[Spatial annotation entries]

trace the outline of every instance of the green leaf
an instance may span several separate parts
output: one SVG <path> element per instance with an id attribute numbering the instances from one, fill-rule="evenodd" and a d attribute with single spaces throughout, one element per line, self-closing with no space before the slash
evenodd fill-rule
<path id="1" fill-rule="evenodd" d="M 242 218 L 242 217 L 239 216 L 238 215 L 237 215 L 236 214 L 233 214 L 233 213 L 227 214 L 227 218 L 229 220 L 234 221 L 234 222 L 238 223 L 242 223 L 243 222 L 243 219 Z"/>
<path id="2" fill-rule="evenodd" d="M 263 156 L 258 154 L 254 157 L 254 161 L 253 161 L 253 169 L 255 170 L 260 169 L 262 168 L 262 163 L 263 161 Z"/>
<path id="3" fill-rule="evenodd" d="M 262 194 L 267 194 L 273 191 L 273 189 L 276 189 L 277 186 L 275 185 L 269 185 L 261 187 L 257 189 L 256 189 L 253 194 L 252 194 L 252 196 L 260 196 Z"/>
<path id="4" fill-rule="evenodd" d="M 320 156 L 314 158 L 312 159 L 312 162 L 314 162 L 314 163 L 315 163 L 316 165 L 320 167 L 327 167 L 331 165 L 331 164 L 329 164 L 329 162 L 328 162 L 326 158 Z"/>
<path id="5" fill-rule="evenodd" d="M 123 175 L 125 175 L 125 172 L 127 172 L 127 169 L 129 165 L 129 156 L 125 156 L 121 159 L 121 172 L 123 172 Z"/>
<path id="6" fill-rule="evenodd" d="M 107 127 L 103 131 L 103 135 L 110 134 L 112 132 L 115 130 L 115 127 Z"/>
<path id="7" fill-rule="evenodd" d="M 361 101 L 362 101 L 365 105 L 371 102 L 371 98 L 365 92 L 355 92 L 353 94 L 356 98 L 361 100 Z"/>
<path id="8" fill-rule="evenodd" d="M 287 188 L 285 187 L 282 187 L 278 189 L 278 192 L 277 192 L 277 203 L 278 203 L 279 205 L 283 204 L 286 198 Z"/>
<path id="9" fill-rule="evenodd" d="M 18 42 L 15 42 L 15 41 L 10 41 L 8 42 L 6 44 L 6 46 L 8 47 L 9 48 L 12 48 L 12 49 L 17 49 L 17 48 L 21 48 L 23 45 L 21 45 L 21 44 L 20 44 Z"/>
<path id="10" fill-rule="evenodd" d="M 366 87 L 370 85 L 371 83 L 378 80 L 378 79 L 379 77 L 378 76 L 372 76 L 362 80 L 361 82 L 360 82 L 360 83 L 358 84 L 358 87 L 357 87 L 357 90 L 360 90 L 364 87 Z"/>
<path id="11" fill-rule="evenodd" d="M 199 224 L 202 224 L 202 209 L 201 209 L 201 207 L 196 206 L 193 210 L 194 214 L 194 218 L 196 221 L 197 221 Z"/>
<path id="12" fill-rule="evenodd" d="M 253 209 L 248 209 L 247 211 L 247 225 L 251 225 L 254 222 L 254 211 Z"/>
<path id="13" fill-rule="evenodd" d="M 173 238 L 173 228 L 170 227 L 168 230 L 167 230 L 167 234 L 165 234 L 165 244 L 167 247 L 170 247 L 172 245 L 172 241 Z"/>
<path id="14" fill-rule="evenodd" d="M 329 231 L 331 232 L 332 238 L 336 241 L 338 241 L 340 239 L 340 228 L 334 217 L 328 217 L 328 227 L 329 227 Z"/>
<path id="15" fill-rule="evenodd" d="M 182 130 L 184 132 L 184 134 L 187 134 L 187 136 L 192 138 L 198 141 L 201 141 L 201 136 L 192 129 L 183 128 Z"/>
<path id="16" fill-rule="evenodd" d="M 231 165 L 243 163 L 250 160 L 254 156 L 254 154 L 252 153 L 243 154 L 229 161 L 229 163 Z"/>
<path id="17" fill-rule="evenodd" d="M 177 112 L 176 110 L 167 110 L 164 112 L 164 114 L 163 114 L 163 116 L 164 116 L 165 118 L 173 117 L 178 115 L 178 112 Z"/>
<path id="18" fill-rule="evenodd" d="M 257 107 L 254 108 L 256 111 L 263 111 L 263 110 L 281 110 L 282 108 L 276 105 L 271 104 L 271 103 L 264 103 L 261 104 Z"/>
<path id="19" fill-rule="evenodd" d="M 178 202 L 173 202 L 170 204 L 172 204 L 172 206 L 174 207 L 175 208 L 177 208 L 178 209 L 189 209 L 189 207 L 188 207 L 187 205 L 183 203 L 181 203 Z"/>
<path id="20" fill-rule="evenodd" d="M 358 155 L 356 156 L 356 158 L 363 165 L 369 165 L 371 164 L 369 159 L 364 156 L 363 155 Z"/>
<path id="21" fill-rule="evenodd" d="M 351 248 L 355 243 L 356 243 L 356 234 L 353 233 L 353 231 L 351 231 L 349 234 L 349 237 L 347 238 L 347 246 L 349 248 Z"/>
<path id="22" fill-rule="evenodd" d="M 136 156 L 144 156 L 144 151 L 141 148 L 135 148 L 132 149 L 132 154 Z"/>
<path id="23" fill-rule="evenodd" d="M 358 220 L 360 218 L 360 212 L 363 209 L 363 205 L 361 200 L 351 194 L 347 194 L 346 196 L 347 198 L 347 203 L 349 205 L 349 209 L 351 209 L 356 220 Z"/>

[WRITTEN INSTRUCTION] Reproduce all the entries above, changing "green leaf" to "green sprout" and leaving everything else the same.

[EXERCISE ANSWER]
trace the outline of every instance of the green sprout
an instance may span several separate parts
output: one SVG <path> element per instance with an id attribute numbering the instances from one, fill-rule="evenodd" and a d attribute with single spaces throughout, one element per line, self-closing with no space before the slash
evenodd fill-rule
<path id="1" fill-rule="evenodd" d="M 242 218 L 242 217 L 239 216 L 238 215 L 237 215 L 236 214 L 233 214 L 233 213 L 227 214 L 227 218 L 229 220 L 234 221 L 234 222 L 238 223 L 242 223 L 243 222 L 243 219 Z"/>
<path id="2" fill-rule="evenodd" d="M 263 156 L 258 154 L 254 157 L 254 161 L 253 161 L 253 169 L 255 170 L 260 169 L 262 168 L 262 163 L 263 161 Z"/>
<path id="3" fill-rule="evenodd" d="M 262 194 L 267 194 L 273 191 L 273 189 L 276 189 L 277 186 L 275 185 L 269 185 L 261 187 L 257 189 L 256 189 L 253 194 L 252 194 L 252 196 L 260 196 Z"/>
<path id="4" fill-rule="evenodd" d="M 320 156 L 314 158 L 312 159 L 312 162 L 314 162 L 314 163 L 315 163 L 316 165 L 320 167 L 327 167 L 331 165 L 331 164 L 329 164 L 329 162 L 328 162 L 326 158 Z"/>
<path id="5" fill-rule="evenodd" d="M 123 175 L 125 175 L 125 172 L 127 172 L 127 169 L 129 165 L 129 156 L 125 156 L 121 159 L 121 172 L 123 172 Z"/>
<path id="6" fill-rule="evenodd" d="M 107 127 L 103 131 L 103 135 L 110 134 L 112 132 L 115 130 L 115 127 Z"/>
<path id="7" fill-rule="evenodd" d="M 361 101 L 362 101 L 365 105 L 371 102 L 371 98 L 365 92 L 355 92 L 353 94 L 356 98 L 361 100 Z"/>
<path id="8" fill-rule="evenodd" d="M 287 188 L 285 187 L 282 187 L 278 189 L 278 192 L 277 192 L 277 203 L 278 203 L 279 205 L 283 204 L 286 198 Z"/>
<path id="9" fill-rule="evenodd" d="M 18 42 L 15 42 L 15 41 L 10 41 L 8 42 L 6 44 L 6 46 L 8 47 L 9 48 L 12 48 L 12 49 L 17 49 L 17 48 L 21 48 L 23 45 L 21 45 L 21 44 L 20 44 Z"/>
<path id="10" fill-rule="evenodd" d="M 366 87 L 370 85 L 371 83 L 378 80 L 378 79 L 379 77 L 378 76 L 372 76 L 362 80 L 361 82 L 360 82 L 360 83 L 358 84 L 358 87 L 357 87 L 357 90 L 360 90 L 364 87 Z"/>
<path id="11" fill-rule="evenodd" d="M 199 224 L 202 224 L 202 209 L 201 209 L 201 207 L 196 206 L 193 210 L 194 214 L 194 218 L 196 221 L 197 221 Z"/>
<path id="12" fill-rule="evenodd" d="M 253 209 L 248 209 L 247 211 L 247 225 L 251 225 L 254 222 L 254 211 Z"/>
<path id="13" fill-rule="evenodd" d="M 173 238 L 173 228 L 170 227 L 168 230 L 167 230 L 167 234 L 165 234 L 165 244 L 167 247 L 170 247 L 172 245 L 172 241 Z"/>
<path id="14" fill-rule="evenodd" d="M 329 231 L 331 232 L 332 238 L 336 241 L 338 241 L 340 239 L 340 228 L 334 217 L 328 217 L 328 227 L 329 227 Z"/>
<path id="15" fill-rule="evenodd" d="M 182 130 L 184 132 L 184 134 L 187 134 L 187 136 L 192 138 L 198 141 L 201 141 L 201 136 L 192 129 L 183 128 Z"/>
<path id="16" fill-rule="evenodd" d="M 231 165 L 243 163 L 250 160 L 254 156 L 254 154 L 252 153 L 243 154 L 229 161 L 229 163 Z"/>
<path id="17" fill-rule="evenodd" d="M 177 112 L 176 110 L 167 110 L 164 112 L 164 114 L 163 114 L 163 116 L 164 116 L 165 118 L 173 117 L 178 115 L 178 112 Z"/>
<path id="18" fill-rule="evenodd" d="M 257 107 L 254 108 L 256 111 L 263 111 L 263 110 L 281 110 L 282 108 L 276 105 L 271 104 L 271 103 L 264 103 L 261 104 Z"/>
<path id="19" fill-rule="evenodd" d="M 178 202 L 173 202 L 170 204 L 172 204 L 172 206 L 174 207 L 175 208 L 177 208 L 178 209 L 189 209 L 189 207 L 188 207 L 187 205 L 183 203 L 181 203 Z"/>
<path id="20" fill-rule="evenodd" d="M 358 155 L 356 156 L 356 158 L 363 165 L 369 165 L 371 164 L 369 159 L 364 156 L 363 155 Z"/>
<path id="21" fill-rule="evenodd" d="M 351 248 L 355 243 L 356 243 L 356 234 L 353 233 L 353 231 L 351 231 L 349 234 L 349 237 L 347 238 L 347 246 L 349 248 Z"/>
<path id="22" fill-rule="evenodd" d="M 136 156 L 144 156 L 144 151 L 141 148 L 135 148 L 132 149 L 132 154 Z"/>
<path id="23" fill-rule="evenodd" d="M 358 220 L 360 218 L 360 212 L 363 209 L 363 205 L 361 200 L 351 194 L 347 194 L 346 196 L 347 198 L 347 203 L 349 205 L 349 209 L 351 209 L 356 220 Z"/>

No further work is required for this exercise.